-- Start of Supplied material --

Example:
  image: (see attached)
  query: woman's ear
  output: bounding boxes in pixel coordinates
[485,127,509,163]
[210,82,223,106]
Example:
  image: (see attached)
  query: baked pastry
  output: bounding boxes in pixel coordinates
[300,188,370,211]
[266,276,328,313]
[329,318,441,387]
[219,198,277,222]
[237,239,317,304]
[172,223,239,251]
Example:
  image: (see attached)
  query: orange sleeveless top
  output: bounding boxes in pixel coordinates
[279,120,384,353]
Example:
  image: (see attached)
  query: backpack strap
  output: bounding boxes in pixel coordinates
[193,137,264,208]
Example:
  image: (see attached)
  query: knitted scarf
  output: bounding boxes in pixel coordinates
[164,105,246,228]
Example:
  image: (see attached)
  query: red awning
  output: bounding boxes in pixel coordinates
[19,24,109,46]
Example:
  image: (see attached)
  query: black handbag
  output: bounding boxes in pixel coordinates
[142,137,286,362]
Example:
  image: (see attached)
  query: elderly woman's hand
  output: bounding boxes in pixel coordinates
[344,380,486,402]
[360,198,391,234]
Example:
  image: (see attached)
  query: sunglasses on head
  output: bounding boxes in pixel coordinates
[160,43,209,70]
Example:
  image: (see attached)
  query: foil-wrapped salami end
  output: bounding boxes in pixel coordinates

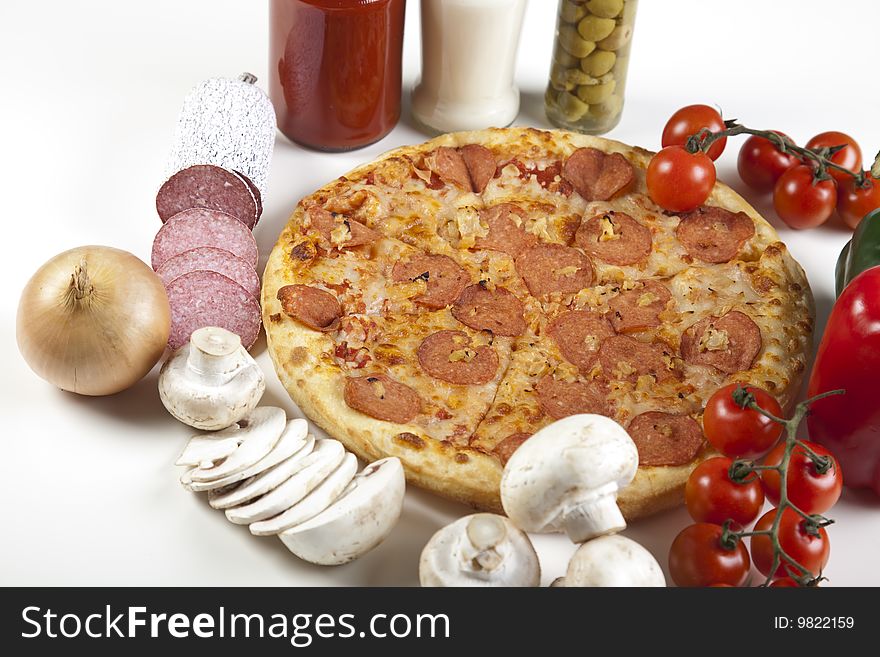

-- End of Supplied material --

▶ **Task to complete**: Render all of the data above as a JSON list of strings, one string per line, omitting blank lines and leaving the pictures out.

▶ **Result below**:
[
  "Example:",
  "  image: (see attached)",
  "  query: woman's ear",
  "  output: bounding boxes in pixel coordinates",
  "[485,127,509,163]",
  "[210,82,223,106]",
  "Example:",
  "  image: (see attached)",
  "  query: baked pastry",
  "  output: bounding boxes in pixel coordinates",
  "[300,188,370,211]",
  "[266,276,328,313]",
  "[329,318,441,387]",
  "[219,198,277,222]",
  "[237,239,317,304]",
  "[172,223,239,251]",
  "Example:",
  "  image: (see attached)",
  "  query: orange sleeveless top",
  "  output: bounding boxes in pixel coordinates",
  "[279,120,384,353]",
  "Example:",
  "  image: (see attached)",
  "  query: backpack strap",
  "  output: bounding boxes in pixel coordinates",
  "[193,137,264,208]",
  "Example:",
  "  image: (see attached)",
  "  query: knitted scarf",
  "  output: bounding boxes in pixel coordinates",
  "[164,105,246,228]",
  "Example:",
  "  image: (see attached)",
  "  query: red awning",
  "  output: bounding boxes in pixel coordinates",
  "[19,24,109,46]",
  "Example:",
  "  image: (see attached)",
  "  query: black handbag",
  "  output: bounding boxes in pixel coordinates",
  "[142,137,286,362]",
  "Example:",
  "  image: (see attached)",
  "  query: elderly woman's hand",
  "  output: bounding boxes in pixel coordinates",
  "[344,380,486,402]",
  "[360,198,391,234]",
  "Example:",
  "  image: (see attached)",
  "  query: sunglasses on head",
  "  output: bounding boxes in pixel coordinates",
  "[160,43,209,70]",
  "Example:",
  "  image: (see attached)",
  "  query: foil-wrapped salami end",
  "  output: bounding boxes in pixel coordinates"
]